> Exercise aim: Return the records that follow, matching each one exactly.

__________________________________________________

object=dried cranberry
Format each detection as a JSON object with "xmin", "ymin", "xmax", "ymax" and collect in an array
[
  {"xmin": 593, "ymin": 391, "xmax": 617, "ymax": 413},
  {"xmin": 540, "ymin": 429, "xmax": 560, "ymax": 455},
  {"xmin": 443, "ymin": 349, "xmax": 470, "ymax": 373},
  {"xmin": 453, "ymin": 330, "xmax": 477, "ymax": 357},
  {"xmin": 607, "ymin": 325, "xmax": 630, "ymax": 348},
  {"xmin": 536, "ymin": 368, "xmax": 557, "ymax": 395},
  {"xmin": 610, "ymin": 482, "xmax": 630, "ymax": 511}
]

__________________________________________________

> Task response:
object=dried cranberry
Format each detection as a JSON object with "xmin", "ymin", "xmax", "ymax" and collect in an array
[
  {"xmin": 593, "ymin": 391, "xmax": 617, "ymax": 413},
  {"xmin": 540, "ymin": 429, "xmax": 560, "ymax": 455},
  {"xmin": 443, "ymin": 349, "xmax": 470, "ymax": 373},
  {"xmin": 453, "ymin": 330, "xmax": 477, "ymax": 357},
  {"xmin": 607, "ymin": 325, "xmax": 630, "ymax": 348},
  {"xmin": 536, "ymin": 368, "xmax": 557, "ymax": 395},
  {"xmin": 610, "ymin": 482, "xmax": 630, "ymax": 511}
]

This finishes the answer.